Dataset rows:
◆ ◆ ◆ ◆ ◆
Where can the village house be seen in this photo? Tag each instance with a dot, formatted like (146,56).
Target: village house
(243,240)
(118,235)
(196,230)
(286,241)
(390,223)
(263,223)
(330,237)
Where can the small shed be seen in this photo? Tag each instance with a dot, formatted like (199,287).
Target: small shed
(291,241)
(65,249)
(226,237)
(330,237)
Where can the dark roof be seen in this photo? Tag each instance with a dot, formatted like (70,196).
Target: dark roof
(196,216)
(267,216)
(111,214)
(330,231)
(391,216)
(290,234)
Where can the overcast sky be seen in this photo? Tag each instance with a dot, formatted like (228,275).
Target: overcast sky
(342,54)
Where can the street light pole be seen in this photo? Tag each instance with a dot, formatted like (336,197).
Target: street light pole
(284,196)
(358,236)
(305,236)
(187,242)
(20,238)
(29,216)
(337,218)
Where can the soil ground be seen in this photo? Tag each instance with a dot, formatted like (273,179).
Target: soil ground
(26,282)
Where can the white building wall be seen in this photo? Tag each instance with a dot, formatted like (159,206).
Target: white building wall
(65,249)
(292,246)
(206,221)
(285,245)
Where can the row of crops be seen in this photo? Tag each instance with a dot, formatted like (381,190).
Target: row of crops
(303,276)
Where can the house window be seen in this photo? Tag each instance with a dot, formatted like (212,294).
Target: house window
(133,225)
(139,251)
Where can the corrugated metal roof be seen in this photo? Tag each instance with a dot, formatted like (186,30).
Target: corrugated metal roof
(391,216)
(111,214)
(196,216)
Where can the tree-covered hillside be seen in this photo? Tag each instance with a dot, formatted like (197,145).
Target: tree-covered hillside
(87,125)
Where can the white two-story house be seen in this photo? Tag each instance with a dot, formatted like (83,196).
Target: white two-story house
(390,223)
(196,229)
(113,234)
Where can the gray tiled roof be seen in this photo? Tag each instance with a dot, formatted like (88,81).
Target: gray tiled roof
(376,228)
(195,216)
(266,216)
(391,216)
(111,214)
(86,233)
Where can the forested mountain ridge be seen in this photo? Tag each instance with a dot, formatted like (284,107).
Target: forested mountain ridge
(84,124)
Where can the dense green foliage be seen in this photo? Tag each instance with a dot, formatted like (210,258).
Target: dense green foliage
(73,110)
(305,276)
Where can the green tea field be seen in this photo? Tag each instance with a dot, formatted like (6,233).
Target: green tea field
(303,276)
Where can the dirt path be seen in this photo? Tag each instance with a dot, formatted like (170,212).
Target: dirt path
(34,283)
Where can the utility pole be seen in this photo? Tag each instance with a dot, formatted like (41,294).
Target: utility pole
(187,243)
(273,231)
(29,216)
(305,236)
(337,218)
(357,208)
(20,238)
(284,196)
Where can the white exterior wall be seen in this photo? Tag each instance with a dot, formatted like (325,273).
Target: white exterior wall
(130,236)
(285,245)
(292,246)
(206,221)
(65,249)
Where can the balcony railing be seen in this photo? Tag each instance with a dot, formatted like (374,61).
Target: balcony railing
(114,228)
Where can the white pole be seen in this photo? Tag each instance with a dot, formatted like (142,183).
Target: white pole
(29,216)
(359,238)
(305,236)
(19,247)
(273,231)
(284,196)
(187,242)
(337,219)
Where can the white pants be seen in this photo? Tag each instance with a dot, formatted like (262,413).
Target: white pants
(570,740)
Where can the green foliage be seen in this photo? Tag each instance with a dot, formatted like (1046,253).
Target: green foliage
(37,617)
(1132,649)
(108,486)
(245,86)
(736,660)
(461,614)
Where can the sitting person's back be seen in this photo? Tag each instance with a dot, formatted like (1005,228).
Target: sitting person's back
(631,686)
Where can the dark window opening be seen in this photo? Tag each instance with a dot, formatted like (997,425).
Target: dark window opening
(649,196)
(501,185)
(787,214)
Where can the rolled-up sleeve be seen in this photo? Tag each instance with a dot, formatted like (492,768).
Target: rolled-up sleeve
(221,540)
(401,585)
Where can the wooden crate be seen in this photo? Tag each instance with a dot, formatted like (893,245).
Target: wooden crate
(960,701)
◆ ◆ ◆ ◆ ◆
Written problem –
Reproduce every line of the material above verbatim.

Answer in full –
Where can the village house be seen in this photo? Tag each instance with a dot, formatted like (146,56).
Target: village house
(243,240)
(118,235)
(196,230)
(286,241)
(390,223)
(263,223)
(330,237)
Where can the small shed be seen in this photo? Tag each instance with a dot, formatted like (199,287).
Target: small shed
(291,241)
(65,249)
(226,237)
(330,237)
Where can the dark roof be seen in this photo? Tag each instance with a dot, formatted like (70,196).
Target: dark roof
(196,216)
(267,216)
(111,214)
(330,231)
(391,216)
(290,234)
Where can the overcast sky be seen in this photo? Tag each instance with a dot, formatted like (228,275).
Target: overcast sky
(342,54)
Where can the street light pole be seen in this photo? Tag each instance with a dot, formatted like (336,197).
Target: street light pole
(284,196)
(358,236)
(305,236)
(187,242)
(20,238)
(29,216)
(337,218)
Where can the soil ground be seen in this photo? Tag each instance with a dot, formatted like (273,179).
Target: soil ground
(26,282)
Where can the white building wall be seen in this photo? Tag each instance with a dot, formatted like (159,206).
Target: white building wall
(65,249)
(292,246)
(206,221)
(285,245)
Where can the row of crops be seen in this photo? Tag each instance with a dot, formatted like (381,190).
Target: row of crops
(303,276)
Where can the house window be seen in this photo? Tag each instance with a dot, formatted like (212,294).
Target: house window
(133,225)
(139,251)
Where can the corrugated metal roof be seen in this photo? Tag each instance with a dot, formatted like (186,30).
Target: corrugated metal roof
(391,216)
(111,214)
(196,216)
Where can the tree-covered hillside be seen in this photo? Tag each instance with a dot, formatted like (197,145).
Target: tree-covered hillside
(87,125)
Where can the white two-story house be seen in this photo? Tag each instance with a dot, formatted like (83,196).
Target: white two-story house
(390,223)
(196,229)
(113,234)
Where can the gray tiled roof be seen in this photo? Tag each instance with a dot, formatted like (88,81).
Target: gray tiled roof
(376,228)
(195,216)
(266,216)
(391,216)
(111,214)
(86,233)
Where can the forested mountain ridge be seen in this photo? Tag each instance with a dot, formatted like (284,107).
Target: forested mountain ridge
(84,124)
Where can the dense green foliage be seen in this photo? Tag each instance with a dot, formatted like (210,258).
Target: dense green foliage
(73,110)
(305,276)
Where can the green tea field be seen in this photo? Tag each instance with a dot, formatted like (6,233).
Target: green tea field
(303,276)
Where can the dirt path be seen in this photo? Tag each instance with a dot, formatted like (170,212).
Target: dirt path
(34,283)
Where can the utility pole be seen in this photo? Tag each instance with a dot, formatted like (41,294).
Target: utility pole
(187,243)
(273,231)
(29,216)
(305,236)
(337,218)
(357,208)
(20,238)
(284,196)
Where can the white exterior wall be seen in this photo? Tag each instance with a dot, formatted like (325,273).
Target: white exterior wall
(130,236)
(285,245)
(292,246)
(206,221)
(65,249)
Where can the balcony railing be seen in this photo? Tag each instance with a dot, formatted like (374,61).
Target: balcony railing
(114,228)
Where can the white pole be seen in this photo? Tag each instance with a dot, formatted like (142,183).
Target: white pole
(29,216)
(359,238)
(305,236)
(19,247)
(273,231)
(284,196)
(187,242)
(337,219)
Where can the white pants be seen in this photo? Tag each instance with a dot, formatted like (262,413).
Target: white pants
(570,740)
Where can the green foliage be seen in this photo? Tag each instance with a dot, formatted like (1046,253).
Target: green foliage
(37,617)
(1132,649)
(108,486)
(245,86)
(736,660)
(461,614)
Where can the sitting person's back be seen in this photo? Tag each instance with a dot, formatted like (1005,228).
Target: sitting person's back
(631,686)
Where can the dark window opening be seen in this photo? Tag each instance with a dot, formatted like (997,425).
Target: dark window opening
(649,196)
(501,185)
(787,214)
Where can the rolled-up sleeve be seen in this photo? Tag each instance with a dot, formatted like (492,768).
Target: rolled-up sleeve
(221,540)
(401,585)
Where can the wooden crate be seen in this photo? Tag each instance with a dot, formatted like (893,245).
Target: wooden crate
(960,701)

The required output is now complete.